## Exercise aim
Write only the number of lines in the entries below that contain the string "raspberries".

## Provided data
BEGIN

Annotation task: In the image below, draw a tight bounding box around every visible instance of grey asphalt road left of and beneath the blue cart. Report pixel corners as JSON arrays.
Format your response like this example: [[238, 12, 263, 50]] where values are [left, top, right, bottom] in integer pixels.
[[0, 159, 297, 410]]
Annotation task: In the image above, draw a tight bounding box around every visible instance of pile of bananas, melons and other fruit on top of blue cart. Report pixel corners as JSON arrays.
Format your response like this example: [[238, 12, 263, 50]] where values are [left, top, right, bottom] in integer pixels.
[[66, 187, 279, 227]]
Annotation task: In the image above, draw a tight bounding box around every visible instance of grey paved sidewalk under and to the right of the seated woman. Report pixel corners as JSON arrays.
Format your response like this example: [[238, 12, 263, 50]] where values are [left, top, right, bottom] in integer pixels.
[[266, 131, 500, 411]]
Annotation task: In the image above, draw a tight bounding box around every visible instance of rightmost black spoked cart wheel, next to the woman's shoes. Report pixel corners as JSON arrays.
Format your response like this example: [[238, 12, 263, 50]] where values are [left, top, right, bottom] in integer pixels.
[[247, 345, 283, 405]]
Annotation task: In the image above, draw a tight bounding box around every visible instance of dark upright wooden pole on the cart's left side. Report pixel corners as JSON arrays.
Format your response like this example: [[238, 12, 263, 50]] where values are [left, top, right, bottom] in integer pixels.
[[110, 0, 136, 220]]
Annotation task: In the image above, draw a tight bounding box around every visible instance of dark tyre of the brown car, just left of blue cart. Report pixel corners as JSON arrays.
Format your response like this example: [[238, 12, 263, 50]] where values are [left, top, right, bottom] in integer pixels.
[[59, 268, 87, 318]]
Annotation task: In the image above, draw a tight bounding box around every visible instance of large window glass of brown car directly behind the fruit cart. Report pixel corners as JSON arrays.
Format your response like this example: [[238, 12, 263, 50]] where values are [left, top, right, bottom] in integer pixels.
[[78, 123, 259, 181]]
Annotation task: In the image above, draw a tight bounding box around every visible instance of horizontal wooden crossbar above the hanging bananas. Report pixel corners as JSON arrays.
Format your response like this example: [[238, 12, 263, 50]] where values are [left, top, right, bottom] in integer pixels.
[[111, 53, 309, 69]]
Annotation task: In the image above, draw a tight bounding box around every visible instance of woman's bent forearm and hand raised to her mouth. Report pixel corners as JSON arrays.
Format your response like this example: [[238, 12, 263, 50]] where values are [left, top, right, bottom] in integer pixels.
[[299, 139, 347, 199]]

END
BEGIN

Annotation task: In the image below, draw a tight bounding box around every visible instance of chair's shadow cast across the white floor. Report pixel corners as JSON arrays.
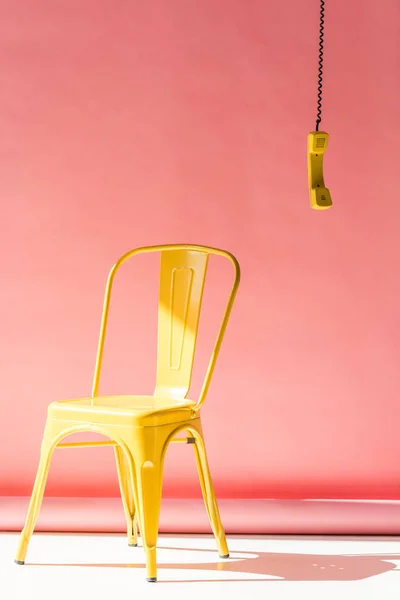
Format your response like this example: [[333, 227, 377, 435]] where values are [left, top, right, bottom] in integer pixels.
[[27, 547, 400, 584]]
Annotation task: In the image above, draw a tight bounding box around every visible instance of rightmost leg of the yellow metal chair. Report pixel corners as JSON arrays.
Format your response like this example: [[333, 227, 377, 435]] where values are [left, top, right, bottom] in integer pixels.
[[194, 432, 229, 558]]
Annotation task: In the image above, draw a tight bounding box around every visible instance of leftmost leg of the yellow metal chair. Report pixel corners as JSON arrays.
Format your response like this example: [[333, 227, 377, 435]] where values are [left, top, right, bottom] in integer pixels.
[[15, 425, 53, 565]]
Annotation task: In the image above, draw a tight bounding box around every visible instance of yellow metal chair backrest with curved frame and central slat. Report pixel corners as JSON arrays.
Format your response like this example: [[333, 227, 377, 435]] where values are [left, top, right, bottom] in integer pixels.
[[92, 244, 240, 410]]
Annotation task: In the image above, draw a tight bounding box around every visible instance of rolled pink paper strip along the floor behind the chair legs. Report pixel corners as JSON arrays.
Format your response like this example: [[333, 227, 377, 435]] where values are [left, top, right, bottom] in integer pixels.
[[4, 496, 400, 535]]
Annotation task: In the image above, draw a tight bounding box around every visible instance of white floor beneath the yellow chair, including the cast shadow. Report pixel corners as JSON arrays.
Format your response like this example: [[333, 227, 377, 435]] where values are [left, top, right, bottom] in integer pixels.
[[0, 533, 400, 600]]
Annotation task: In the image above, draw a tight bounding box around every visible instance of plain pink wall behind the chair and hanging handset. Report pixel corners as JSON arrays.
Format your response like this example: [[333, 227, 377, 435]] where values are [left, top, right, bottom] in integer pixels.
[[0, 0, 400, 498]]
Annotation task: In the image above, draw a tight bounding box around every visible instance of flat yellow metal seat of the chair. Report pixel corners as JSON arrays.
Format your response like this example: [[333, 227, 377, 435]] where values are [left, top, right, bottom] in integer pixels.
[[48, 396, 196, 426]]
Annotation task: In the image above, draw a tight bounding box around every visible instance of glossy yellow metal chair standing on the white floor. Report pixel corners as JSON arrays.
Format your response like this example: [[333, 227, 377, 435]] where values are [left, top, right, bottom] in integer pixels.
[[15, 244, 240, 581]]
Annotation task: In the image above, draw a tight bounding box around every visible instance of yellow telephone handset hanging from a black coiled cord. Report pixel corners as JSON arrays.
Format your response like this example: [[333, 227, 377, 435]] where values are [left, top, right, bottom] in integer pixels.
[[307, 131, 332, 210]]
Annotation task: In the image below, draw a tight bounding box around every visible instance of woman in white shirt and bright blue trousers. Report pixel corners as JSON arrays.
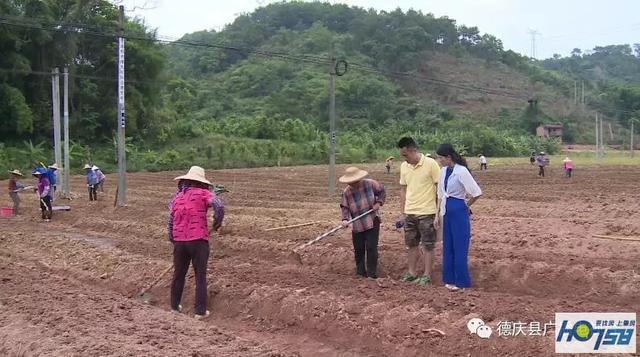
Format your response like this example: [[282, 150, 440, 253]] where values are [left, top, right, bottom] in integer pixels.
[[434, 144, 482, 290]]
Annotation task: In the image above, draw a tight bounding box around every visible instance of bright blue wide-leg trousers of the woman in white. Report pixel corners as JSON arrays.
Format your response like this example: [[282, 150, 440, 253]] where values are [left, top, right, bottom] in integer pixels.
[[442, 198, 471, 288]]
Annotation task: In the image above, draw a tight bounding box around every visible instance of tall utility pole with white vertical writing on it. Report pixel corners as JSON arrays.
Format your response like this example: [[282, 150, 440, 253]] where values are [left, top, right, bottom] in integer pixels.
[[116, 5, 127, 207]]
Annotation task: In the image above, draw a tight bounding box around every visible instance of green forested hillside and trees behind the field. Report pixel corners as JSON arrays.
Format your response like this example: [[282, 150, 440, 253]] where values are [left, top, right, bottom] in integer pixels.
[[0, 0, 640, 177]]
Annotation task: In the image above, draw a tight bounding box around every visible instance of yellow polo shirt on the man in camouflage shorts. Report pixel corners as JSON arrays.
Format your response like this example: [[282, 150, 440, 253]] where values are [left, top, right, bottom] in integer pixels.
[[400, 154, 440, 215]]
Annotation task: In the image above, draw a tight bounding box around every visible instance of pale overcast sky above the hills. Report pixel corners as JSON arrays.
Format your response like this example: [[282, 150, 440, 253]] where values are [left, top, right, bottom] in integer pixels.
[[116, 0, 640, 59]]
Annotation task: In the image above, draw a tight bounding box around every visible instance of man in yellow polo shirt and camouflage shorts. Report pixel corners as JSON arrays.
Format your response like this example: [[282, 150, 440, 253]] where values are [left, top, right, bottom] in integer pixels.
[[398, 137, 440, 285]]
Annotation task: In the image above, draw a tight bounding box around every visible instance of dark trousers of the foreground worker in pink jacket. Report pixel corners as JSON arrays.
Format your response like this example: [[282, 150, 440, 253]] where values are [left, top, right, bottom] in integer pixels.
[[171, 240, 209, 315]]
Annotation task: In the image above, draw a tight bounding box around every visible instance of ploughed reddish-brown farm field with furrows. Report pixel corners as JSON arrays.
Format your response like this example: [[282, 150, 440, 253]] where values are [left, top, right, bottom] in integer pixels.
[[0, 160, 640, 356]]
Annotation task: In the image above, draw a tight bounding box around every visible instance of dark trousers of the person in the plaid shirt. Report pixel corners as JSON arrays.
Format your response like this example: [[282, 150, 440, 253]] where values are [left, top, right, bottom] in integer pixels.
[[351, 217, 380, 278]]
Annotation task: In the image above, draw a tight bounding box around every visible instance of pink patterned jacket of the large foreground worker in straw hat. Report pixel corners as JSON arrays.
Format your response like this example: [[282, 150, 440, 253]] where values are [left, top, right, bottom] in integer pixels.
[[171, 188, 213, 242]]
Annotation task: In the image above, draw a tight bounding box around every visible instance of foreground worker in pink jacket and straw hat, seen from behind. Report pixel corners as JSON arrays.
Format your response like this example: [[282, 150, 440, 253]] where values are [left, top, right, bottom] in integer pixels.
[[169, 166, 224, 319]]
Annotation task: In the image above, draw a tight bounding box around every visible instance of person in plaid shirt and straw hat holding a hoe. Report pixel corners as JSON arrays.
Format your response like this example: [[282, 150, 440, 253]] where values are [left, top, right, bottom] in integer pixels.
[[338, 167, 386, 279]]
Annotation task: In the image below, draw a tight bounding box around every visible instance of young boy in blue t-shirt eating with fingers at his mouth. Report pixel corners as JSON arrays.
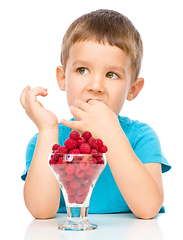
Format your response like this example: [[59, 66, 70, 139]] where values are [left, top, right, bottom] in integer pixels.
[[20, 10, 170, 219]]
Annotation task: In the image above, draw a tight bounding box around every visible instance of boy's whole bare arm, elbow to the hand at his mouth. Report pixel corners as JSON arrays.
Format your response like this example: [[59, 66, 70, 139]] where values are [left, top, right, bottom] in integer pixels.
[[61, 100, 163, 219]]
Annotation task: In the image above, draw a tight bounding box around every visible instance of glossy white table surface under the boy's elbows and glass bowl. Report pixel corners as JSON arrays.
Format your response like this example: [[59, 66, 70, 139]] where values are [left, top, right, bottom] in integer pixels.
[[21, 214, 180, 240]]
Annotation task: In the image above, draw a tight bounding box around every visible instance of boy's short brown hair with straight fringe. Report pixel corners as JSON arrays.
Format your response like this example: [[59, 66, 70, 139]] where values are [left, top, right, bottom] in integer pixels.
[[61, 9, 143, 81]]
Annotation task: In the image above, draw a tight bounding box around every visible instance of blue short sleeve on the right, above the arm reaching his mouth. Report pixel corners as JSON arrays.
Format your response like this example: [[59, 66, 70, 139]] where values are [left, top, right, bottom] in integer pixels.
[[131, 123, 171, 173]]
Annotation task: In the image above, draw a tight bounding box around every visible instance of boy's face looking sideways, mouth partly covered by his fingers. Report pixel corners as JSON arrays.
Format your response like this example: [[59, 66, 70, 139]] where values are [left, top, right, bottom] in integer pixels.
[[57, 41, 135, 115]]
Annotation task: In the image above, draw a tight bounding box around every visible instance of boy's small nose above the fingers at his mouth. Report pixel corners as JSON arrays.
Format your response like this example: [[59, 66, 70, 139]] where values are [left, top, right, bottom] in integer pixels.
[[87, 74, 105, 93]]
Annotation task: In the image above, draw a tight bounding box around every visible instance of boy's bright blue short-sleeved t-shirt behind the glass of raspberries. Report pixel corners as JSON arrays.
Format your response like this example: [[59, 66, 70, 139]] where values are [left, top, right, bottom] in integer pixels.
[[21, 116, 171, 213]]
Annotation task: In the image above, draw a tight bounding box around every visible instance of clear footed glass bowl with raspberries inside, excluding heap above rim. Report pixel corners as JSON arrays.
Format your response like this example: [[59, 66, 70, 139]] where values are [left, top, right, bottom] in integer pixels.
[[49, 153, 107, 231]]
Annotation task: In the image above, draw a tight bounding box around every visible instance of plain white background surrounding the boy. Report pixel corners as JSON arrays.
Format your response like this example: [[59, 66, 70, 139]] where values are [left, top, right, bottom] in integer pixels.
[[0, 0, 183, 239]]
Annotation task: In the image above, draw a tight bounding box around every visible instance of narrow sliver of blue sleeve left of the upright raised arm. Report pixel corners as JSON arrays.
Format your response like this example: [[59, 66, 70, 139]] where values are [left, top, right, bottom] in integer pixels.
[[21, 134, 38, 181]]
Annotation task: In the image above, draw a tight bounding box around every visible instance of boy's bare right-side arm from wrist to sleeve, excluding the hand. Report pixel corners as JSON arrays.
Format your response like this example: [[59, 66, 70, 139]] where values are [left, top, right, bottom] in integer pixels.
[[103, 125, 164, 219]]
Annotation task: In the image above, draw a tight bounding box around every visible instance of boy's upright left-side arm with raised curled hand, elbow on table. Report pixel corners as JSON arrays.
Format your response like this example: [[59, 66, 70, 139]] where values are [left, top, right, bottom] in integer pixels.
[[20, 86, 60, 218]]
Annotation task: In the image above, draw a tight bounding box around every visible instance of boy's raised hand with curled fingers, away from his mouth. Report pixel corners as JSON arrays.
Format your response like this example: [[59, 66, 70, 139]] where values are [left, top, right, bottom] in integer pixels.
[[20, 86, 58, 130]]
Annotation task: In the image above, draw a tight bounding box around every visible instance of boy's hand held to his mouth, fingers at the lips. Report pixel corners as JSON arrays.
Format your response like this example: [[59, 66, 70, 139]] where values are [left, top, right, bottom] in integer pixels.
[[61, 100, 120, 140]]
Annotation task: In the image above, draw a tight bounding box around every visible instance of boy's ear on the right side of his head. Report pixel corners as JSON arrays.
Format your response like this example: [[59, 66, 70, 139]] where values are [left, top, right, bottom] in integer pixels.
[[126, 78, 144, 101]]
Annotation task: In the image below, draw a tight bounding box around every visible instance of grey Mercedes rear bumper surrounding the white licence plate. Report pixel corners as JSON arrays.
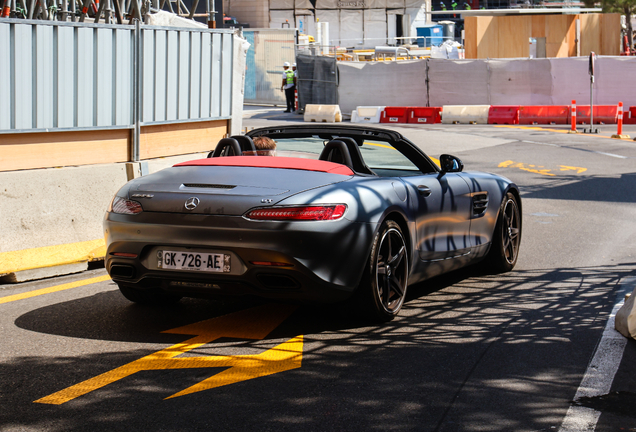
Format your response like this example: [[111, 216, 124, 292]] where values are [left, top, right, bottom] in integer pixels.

END

## Result
2